[Excerpts of bounding box data]
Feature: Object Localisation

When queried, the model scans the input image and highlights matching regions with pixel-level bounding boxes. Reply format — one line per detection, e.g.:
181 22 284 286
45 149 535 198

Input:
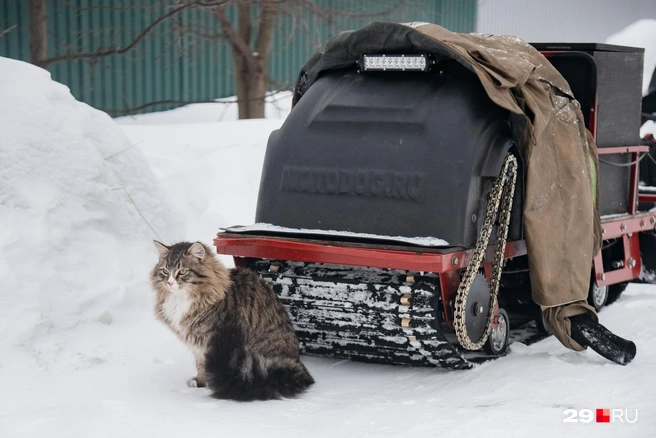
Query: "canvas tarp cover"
294 22 601 350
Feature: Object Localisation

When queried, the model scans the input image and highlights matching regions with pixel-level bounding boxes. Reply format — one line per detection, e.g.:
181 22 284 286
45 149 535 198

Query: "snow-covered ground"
0 33 656 438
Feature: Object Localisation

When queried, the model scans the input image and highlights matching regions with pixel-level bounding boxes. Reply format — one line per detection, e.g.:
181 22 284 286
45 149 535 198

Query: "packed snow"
225 223 449 246
0 25 656 438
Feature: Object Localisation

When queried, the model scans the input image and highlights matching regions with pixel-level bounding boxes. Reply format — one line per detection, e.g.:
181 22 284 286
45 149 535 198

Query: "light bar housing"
360 53 430 71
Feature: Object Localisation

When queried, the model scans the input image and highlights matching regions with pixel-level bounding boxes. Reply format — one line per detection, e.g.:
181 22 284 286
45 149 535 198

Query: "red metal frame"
214 233 526 274
214 50 656 338
214 233 527 327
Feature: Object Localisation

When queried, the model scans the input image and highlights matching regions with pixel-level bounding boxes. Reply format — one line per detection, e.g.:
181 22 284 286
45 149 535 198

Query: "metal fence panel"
0 0 477 114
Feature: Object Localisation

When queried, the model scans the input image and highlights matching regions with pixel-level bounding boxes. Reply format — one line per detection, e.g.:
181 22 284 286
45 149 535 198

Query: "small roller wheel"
483 308 510 356
588 279 608 311
535 306 551 335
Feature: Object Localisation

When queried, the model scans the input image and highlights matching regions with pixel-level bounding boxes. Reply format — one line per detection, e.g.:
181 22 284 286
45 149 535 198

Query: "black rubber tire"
483 308 510 356
588 278 609 312
606 281 629 306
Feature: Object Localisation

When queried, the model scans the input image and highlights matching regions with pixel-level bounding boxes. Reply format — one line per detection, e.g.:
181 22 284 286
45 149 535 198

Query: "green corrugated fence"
0 0 476 114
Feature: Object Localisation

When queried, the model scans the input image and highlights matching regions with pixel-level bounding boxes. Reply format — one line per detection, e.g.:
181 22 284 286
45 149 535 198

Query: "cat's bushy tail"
205 329 314 401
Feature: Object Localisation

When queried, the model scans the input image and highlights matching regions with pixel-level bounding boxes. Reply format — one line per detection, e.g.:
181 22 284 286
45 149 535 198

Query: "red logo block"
597 409 610 423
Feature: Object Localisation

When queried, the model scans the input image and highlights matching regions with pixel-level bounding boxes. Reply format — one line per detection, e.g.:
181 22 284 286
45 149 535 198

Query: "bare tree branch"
212 3 251 62
44 0 233 66
255 0 278 62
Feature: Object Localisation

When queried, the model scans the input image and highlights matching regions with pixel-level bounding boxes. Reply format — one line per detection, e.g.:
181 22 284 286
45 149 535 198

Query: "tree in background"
23 0 411 119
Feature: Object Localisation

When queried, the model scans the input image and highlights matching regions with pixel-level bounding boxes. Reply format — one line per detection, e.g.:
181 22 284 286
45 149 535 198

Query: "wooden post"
28 0 48 68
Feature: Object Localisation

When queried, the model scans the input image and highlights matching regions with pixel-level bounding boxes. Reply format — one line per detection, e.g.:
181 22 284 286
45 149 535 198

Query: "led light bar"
361 54 428 71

§ Short task: Rewrite every line from the start of the records through the line with "294 22 601 350", increasing each box coordinate in the answers by 139 and keeping the sample numbers in the reply format unchanged. Leave the pictures out.

§ Correct response:
Feature: Object Localisation

When queried, the model scans the input image and highlights matching regions with pixel-level bounding boxes. Reply format — one line per detection, e.g.:
181 22 284 286
45 149 535 198

Input:
Query: "canvas tarp cover"
433 161 740 489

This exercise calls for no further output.